* What you are asked to do *
Look through the listing and report every line that has "below" in it.

--------------------------------------------------

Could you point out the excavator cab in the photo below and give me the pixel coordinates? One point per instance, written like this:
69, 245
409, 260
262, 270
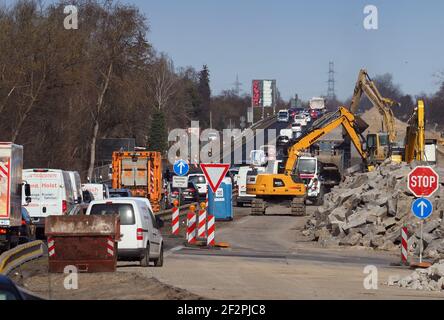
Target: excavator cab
378, 147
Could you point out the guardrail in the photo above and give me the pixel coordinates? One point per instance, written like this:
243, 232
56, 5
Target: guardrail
19, 255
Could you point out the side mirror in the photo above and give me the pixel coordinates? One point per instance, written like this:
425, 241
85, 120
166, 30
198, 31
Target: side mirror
27, 190
159, 222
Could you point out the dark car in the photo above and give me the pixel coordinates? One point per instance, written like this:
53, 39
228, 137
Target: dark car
119, 193
187, 195
27, 229
8, 290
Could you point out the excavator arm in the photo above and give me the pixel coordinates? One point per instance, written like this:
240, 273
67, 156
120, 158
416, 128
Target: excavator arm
354, 126
414, 137
364, 84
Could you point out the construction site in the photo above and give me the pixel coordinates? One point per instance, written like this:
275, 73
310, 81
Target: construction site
142, 187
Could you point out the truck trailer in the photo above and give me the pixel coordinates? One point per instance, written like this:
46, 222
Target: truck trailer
141, 173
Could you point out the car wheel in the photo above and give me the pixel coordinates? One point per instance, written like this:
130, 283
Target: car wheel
145, 261
159, 261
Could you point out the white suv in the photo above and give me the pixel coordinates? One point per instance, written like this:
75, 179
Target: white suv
140, 237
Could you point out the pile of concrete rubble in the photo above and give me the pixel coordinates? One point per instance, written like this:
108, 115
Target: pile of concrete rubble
430, 279
369, 209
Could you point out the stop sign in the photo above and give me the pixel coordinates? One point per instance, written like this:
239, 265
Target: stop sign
423, 181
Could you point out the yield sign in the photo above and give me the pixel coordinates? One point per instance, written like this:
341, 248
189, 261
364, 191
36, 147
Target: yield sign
215, 173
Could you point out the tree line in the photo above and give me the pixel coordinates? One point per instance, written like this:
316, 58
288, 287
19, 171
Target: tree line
61, 90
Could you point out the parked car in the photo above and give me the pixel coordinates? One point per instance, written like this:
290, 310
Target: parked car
296, 127
119, 193
190, 194
314, 114
100, 191
282, 140
283, 116
300, 119
27, 230
201, 183
141, 239
8, 290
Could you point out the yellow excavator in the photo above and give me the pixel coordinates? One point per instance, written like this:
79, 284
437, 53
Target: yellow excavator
415, 135
379, 145
288, 187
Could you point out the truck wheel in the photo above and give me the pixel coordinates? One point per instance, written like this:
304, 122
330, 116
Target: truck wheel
159, 261
145, 261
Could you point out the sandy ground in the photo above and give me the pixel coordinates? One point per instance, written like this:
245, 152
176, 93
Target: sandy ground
95, 286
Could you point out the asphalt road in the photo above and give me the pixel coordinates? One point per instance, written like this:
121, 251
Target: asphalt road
269, 258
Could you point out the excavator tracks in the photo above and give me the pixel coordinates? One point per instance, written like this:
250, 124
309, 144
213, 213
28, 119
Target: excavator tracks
298, 207
258, 207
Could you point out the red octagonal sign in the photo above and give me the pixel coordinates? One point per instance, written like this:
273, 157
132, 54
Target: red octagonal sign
423, 181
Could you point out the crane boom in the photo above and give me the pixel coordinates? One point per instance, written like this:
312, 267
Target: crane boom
353, 125
364, 84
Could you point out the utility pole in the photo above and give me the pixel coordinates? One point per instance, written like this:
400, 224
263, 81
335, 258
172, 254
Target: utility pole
237, 86
331, 95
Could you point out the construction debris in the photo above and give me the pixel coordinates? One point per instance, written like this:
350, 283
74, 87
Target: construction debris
369, 209
430, 279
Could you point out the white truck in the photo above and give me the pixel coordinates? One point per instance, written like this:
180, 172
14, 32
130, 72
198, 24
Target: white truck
99, 191
317, 103
11, 166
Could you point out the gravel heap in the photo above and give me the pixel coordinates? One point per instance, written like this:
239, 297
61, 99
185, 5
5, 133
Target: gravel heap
369, 209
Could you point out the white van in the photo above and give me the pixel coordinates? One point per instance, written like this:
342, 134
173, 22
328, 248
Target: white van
100, 191
243, 197
140, 236
76, 185
51, 194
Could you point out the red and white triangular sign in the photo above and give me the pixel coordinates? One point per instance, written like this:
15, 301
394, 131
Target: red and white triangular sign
214, 173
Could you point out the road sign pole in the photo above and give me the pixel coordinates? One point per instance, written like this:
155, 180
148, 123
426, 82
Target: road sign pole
421, 244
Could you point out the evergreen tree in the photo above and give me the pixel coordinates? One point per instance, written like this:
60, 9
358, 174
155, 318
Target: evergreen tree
203, 111
158, 136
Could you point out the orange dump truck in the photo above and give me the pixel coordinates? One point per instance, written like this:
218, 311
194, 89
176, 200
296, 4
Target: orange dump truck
140, 172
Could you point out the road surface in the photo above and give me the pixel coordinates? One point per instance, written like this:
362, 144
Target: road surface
268, 258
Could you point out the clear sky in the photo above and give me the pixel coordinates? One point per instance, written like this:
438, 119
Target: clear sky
293, 41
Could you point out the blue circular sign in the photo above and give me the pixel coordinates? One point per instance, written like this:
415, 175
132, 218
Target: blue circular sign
422, 208
181, 168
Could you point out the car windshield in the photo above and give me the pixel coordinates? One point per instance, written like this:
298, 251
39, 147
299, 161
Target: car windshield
118, 194
197, 179
124, 210
306, 166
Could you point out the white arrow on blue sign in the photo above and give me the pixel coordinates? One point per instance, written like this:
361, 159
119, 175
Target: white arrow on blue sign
422, 208
181, 168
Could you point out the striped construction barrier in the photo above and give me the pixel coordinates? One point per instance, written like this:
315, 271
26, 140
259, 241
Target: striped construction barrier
51, 246
191, 225
404, 246
175, 218
202, 221
211, 230
11, 259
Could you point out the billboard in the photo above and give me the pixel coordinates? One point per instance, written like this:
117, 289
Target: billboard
263, 93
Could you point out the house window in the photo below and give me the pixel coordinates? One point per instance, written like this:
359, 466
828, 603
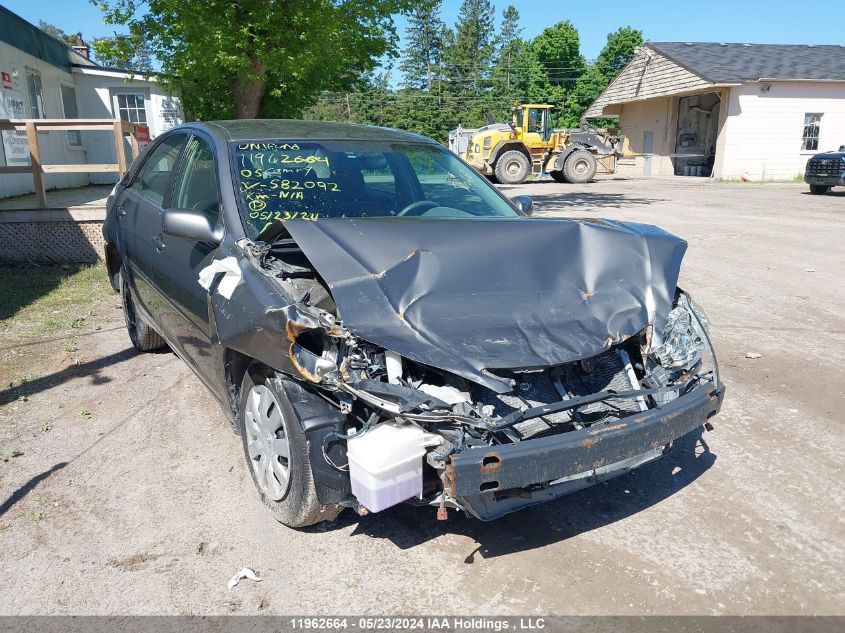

--------------------------------------------------

* Task solution *
Could you point out the excavator cab in the photo below and give me the pixel coordinates? One point per instance, written like this:
Could you point out the house window in the photo below and give me the pixel coordinates? One point per instance, written like this:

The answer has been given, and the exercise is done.